**Selected passage:**
##############################
There is no harm in this, and as the Lords through the greater part of the Session have not much else to do, it would be unkind to make an end of it. But it would appear that it is scarcely the sort of thing on account of which the serious business of the nation, going forward in the House of Commons, should be rudely and peremptorily interrupted.

A DIRE DILEMMA. During a Session that has that has almost exclusively been given up to debate on the Home Rule Bill, the House of Commons has fully justified its reputation as the most entertaining theatre within the Metropolitan area. Amid a long series of exciting scenes and swift surprises, nothing exceeds in dramatic quality the episode when Mr. John Dillon "remembered Mitchelstown" nine months and four days before that historic event had happened. It was Mr. Chamberlain who played up to this scene, as he was personally responsible for many others that stirred the passions of the House to their deepest depths.

When the question of transferring the control of the police to the proposed Irish Legislature was under discussion, Mr. Chamberlain argued that the body of men who would probably form the majority in the new Legislature were not to be trusted with control of the liberty and property of the community. In support of this contention he cited a speech delivered by Mr. Dillon at Castlerea, in which the member for East Mayo was reported to have said that when the Irish Parliament was constituted, they would have the control of things in Ireland, and "would remember" the police, sheriffs, the bailiffs, and others who had shown themselves enemies of the people.

This effective attack was made in a crowded and excited House, that awaited with interest Mr. Dillon's rejoinder. It was made in immediately effective style. Mr. Dillon did not defend the threat cited, but urged that it had been uttered in circumstances of cruel provocation. A short time earlier, the massacre at Mitchelstown had taken place. He had seen three innocent men shot down by the police in cold blood. "That recollection," he emphatically said, "was hot in my mind when I spoke at Castlerea."


The Scrap of Paper.

For ten minutes longer Mr. Dillon went on. At the end of that time the House observed that Mr. Sexton, who sat next to his colleague, handed him a scrap of paper. That is by no means an unusual occurrence in debate in the House of Commons. A member having a case to state or reply to forgets a detail and has it brought to his mind by watchful friends. Mr. Dillon took the paper and closely read it, still slowly proceeding with the incompleted sentence on which he had embarked when the interruption presented itself. Members listened with quickened attention to what followed, curious to know what was the point overlooked, and now to be introduced into the speech. It was not readily discernible in the conclusion of the speech, which Mr. Dillon accomplished without sign of hesitation or perturbation.
##############################
[A run of records]
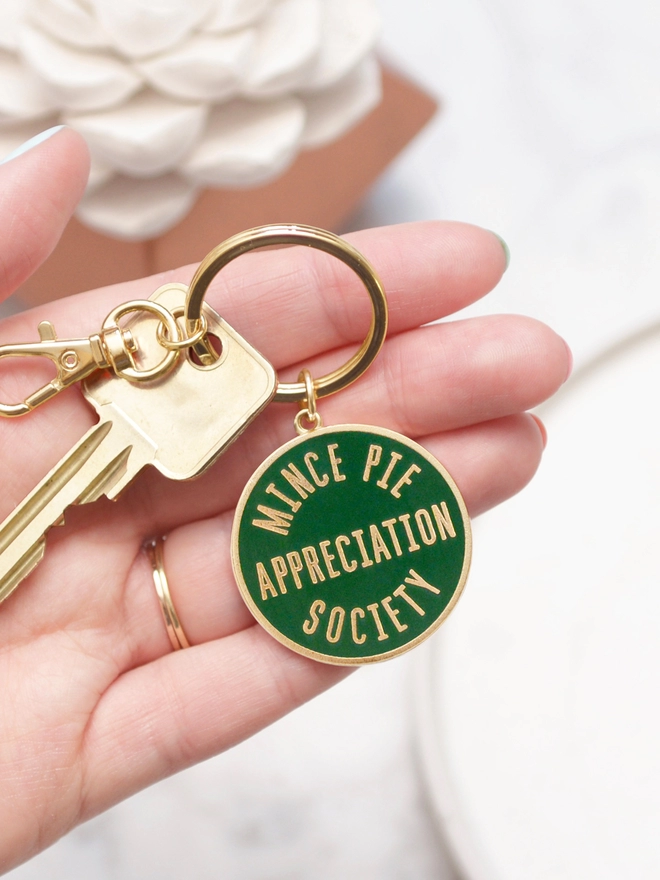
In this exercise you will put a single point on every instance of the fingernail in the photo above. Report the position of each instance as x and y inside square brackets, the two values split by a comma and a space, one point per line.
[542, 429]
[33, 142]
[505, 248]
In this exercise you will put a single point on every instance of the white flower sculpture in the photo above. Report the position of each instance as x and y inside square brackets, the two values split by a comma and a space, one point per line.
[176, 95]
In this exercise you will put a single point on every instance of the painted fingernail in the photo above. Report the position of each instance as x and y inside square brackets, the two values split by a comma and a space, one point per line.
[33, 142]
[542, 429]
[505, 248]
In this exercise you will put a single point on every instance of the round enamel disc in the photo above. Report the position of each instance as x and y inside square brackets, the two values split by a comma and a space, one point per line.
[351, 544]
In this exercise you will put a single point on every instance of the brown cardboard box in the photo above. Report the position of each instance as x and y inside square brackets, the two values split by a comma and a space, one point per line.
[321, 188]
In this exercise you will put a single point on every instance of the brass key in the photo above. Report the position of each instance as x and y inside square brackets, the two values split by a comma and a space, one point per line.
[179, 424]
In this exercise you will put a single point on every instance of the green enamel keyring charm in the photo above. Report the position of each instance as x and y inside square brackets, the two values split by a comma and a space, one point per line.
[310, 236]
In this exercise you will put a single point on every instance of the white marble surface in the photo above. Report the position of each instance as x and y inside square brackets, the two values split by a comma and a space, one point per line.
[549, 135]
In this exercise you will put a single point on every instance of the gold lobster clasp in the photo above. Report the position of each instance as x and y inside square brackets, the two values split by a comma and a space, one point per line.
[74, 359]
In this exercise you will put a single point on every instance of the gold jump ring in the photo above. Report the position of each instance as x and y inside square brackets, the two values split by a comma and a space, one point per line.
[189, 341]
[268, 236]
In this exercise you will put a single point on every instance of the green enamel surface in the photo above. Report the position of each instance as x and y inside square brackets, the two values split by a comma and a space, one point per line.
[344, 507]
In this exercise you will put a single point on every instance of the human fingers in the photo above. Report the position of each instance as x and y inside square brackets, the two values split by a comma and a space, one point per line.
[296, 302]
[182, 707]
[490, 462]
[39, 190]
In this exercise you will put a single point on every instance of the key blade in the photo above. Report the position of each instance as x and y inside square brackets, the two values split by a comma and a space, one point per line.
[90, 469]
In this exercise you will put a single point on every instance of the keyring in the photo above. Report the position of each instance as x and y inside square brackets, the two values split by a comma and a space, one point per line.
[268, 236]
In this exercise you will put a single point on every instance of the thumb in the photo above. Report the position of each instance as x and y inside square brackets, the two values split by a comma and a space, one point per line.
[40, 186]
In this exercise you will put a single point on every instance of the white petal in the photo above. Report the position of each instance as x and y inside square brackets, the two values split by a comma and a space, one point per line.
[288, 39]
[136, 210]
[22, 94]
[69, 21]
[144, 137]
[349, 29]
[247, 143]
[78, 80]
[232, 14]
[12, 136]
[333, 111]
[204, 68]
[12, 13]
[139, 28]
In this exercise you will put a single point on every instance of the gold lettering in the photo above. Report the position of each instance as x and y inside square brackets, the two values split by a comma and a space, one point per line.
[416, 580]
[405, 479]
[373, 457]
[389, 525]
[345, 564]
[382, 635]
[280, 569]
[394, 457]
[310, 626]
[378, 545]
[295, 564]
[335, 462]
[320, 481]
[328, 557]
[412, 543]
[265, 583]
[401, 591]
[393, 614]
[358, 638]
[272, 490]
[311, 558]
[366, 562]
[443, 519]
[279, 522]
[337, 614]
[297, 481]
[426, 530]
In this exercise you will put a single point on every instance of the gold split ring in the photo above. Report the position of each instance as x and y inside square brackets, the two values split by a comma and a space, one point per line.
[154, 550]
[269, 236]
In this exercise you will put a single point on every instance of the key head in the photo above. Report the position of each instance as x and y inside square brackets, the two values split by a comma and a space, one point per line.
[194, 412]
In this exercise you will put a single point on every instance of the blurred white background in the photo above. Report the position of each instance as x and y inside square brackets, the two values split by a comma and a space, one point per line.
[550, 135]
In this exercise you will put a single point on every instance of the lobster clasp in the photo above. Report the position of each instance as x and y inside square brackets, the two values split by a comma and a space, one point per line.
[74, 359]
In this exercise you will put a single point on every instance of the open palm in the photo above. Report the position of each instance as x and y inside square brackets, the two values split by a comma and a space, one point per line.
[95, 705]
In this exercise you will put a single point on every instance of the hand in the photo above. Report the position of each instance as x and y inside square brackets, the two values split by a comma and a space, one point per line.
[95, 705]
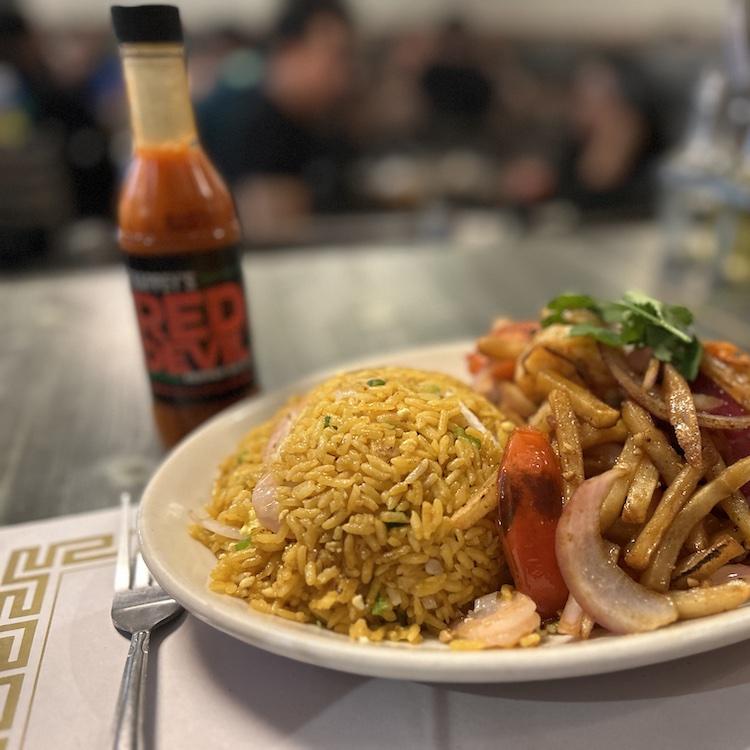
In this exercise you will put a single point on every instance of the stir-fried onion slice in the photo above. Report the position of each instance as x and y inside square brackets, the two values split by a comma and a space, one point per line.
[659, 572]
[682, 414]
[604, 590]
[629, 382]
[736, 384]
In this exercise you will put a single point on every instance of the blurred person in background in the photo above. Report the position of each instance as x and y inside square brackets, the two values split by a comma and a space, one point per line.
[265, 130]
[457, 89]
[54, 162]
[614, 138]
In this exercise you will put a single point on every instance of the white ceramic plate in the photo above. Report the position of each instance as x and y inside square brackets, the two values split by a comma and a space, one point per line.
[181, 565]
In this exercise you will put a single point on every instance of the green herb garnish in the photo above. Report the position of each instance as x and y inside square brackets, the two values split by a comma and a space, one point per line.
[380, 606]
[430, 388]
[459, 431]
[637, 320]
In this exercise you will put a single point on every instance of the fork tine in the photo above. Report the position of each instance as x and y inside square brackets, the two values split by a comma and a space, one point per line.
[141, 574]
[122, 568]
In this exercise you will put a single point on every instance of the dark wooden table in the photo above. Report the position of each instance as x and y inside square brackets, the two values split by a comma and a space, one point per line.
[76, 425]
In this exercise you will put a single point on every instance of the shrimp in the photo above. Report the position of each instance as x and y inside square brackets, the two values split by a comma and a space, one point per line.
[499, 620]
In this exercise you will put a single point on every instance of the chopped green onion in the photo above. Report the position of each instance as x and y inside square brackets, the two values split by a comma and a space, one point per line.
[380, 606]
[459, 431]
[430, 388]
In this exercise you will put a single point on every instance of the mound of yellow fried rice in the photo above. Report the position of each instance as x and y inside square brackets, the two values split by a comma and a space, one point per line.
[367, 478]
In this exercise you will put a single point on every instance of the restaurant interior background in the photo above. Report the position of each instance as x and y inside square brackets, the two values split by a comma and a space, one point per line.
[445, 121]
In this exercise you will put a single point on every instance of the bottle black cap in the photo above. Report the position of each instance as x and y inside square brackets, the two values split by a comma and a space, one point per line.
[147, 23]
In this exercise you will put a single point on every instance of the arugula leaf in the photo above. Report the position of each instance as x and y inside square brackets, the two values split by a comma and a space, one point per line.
##############################
**Problems:**
(A) Which people does the passage on the Home Rule debate mention by name?
(B) Which lines of the records contain the string "surface"? Pull out each such line and copy it in full. Case counts.

**Solutions to the exercise:**
(A)
Mr. John Dillon
Mr. Chamberlain
Mr. Sexton

(B)
In this exercise you will put a single point on every instance of the white marble surface in the photo above. Report the position of each instance as x and y inside square brackets, the two values split by a comma and a space, one point per line.
In this exercise you will put a single point on every instance of the green enamel surface in the photo above. Report the position of each instance as x and y inside square brackets, the two values split by a comma and a space, one point per line.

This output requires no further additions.